> **TEXT PASSAGE**
Factory Farming
Life on "Old MacDonald's Farm" isn't what it used to be. The green pastures and idyllic barnyard scenes portrayed in children's books are quickly being replaced by windowless metal sheds, wire cages, "iron maidens," and other confinement systems integral to what is now known as "factory farming."
Simply put, the factory farming system of modern agriculture strives to produce the most meat, milk, and eggs as quickly and cheaply as possible, and in the smallest amount of space possible. Cows, calves, pigs, chickens, turkeys, ducks, geese, rabbits, and other animals are kept in small cages or stalls, often unable to turn around. They are deprived of exercise so that all of their bodies' energy goes toward producing flesh, eggs, or milk for human consumption. They are fed growth hormones to fatten them faster and are genetically altered to grow larger or to produce more milk or eggs than nature originally intended.
Because crowding creates a prime atmosphere for disease, animals on factory farms are fed and sprayed with huge amounts of pesticides and antibiotics, which remain in their bodies and are passed on to the people who eat them, creating serious human health hazards.

> **Stored items**

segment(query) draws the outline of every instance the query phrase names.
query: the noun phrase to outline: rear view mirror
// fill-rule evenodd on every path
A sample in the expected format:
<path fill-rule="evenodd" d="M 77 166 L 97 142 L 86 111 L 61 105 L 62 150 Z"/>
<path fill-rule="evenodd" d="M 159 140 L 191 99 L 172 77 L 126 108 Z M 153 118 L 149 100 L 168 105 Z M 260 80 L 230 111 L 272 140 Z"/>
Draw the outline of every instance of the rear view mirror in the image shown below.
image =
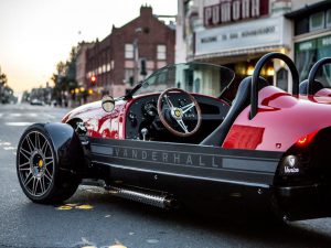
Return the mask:
<path fill-rule="evenodd" d="M 102 100 L 102 106 L 106 112 L 111 112 L 115 108 L 114 98 L 111 96 L 104 96 L 104 98 Z"/>

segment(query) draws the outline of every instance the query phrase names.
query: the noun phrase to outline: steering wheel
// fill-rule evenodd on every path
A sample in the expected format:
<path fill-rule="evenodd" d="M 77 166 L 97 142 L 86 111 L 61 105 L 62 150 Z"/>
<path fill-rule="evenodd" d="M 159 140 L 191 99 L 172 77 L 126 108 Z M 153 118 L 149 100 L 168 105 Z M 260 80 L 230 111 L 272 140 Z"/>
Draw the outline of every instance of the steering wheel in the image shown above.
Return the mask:
<path fill-rule="evenodd" d="M 185 106 L 182 107 L 175 107 L 170 98 L 169 98 L 169 93 L 182 93 L 185 94 L 186 96 L 189 96 L 189 99 L 191 100 L 191 104 L 188 104 Z M 163 101 L 164 99 L 164 101 Z M 167 104 L 169 109 L 163 109 L 163 105 Z M 186 125 L 184 123 L 183 117 L 184 115 L 192 108 L 195 108 L 196 110 L 196 118 L 197 118 L 197 122 L 194 127 L 194 129 L 192 131 L 189 131 Z M 173 134 L 179 136 L 179 137 L 189 137 L 194 134 L 200 126 L 201 126 L 201 108 L 197 104 L 197 101 L 195 100 L 195 98 L 186 93 L 183 89 L 180 88 L 169 88 L 166 89 L 158 99 L 158 114 L 160 117 L 161 122 L 163 123 L 163 126 Z M 167 120 L 168 119 L 168 120 Z M 178 131 L 175 130 L 173 127 L 171 127 L 173 123 L 171 121 L 175 121 L 178 123 L 178 126 L 181 128 L 182 131 Z"/>

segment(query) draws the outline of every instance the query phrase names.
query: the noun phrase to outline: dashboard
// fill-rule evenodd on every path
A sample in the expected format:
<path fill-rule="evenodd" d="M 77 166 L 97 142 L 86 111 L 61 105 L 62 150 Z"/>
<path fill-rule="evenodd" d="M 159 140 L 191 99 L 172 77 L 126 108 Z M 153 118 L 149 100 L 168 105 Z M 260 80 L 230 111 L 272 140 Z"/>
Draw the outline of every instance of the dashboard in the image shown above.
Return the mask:
<path fill-rule="evenodd" d="M 170 133 L 160 121 L 157 109 L 159 96 L 154 94 L 134 99 L 126 116 L 126 139 L 199 143 L 224 120 L 229 109 L 229 106 L 220 99 L 192 94 L 201 108 L 202 125 L 194 136 L 180 138 Z M 169 94 L 169 98 L 177 107 L 191 104 L 186 94 Z M 188 126 L 194 122 L 194 108 L 184 114 L 183 119 Z"/>

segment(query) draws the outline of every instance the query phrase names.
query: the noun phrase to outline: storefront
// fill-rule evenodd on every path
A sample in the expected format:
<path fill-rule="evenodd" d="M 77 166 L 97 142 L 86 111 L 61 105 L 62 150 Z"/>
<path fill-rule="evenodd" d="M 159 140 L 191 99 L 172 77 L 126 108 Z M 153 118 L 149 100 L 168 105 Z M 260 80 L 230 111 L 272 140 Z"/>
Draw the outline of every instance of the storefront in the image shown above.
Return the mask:
<path fill-rule="evenodd" d="M 186 22 L 192 28 L 186 33 L 193 33 L 192 41 L 190 35 L 185 41 L 188 61 L 224 65 L 241 82 L 253 74 L 264 54 L 290 51 L 291 21 L 284 17 L 281 8 L 275 11 L 269 0 L 194 1 L 193 7 L 196 14 L 189 12 Z M 261 76 L 290 90 L 288 71 L 279 61 L 267 64 Z"/>
<path fill-rule="evenodd" d="M 300 80 L 305 80 L 308 78 L 309 71 L 317 61 L 323 57 L 331 57 L 331 35 L 297 42 L 295 47 L 296 65 L 299 71 Z M 318 74 L 318 79 L 328 82 L 325 86 L 331 87 L 330 65 L 323 66 Z"/>

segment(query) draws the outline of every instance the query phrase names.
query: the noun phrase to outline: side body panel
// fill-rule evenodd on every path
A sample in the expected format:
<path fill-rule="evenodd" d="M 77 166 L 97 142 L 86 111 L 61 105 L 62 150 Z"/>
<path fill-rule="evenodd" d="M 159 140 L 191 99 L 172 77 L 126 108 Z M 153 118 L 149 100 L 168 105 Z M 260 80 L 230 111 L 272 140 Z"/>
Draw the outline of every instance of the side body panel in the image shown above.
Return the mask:
<path fill-rule="evenodd" d="M 299 139 L 331 126 L 331 106 L 298 99 L 268 86 L 259 91 L 257 115 L 248 106 L 233 123 L 226 149 L 287 151 Z"/>

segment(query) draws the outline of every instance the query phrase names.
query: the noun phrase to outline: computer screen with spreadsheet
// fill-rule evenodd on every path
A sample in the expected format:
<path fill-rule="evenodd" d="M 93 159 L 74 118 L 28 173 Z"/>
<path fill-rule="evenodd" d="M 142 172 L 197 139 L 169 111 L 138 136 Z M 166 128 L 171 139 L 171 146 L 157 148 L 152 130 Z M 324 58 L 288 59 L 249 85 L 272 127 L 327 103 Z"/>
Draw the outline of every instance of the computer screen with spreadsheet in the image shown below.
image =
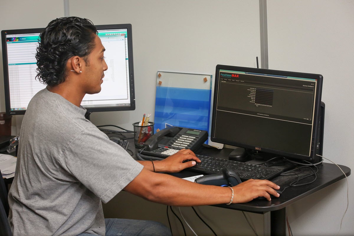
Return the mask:
<path fill-rule="evenodd" d="M 101 92 L 85 96 L 81 105 L 88 113 L 128 110 L 135 108 L 132 41 L 130 24 L 96 25 L 106 49 Z M 24 114 L 29 101 L 46 85 L 35 79 L 35 55 L 44 28 L 1 31 L 6 111 Z"/>
<path fill-rule="evenodd" d="M 315 161 L 321 75 L 218 65 L 211 139 Z"/>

> **EXERCISE BRIEF**
Reproduce the stretch of the factory farming passage from "Simply put, the" through "nature originally intended.", substituting "inexpensively" for "cheaply". The listing was taken from a different source than the passage.

> **ANSWER AREA**
Simply put, the factory farming system of modern agriculture strives to produce the most meat, milk, and eggs as quickly and inexpensively as possible, and in the smallest amount of space possible. Cows, calves, pigs, chickens, turkeys, ducks, geese, rabbits, and other animals are kept in small cages or stalls, often unable to turn around. They are deprived of exercise so that all of their bodies' energy goes toward producing flesh, eggs, or milk for human consumption. They are fed growth hormones to fatten them faster and are genetically altered to grow larger or to produce more milk or eggs than nature originally intended.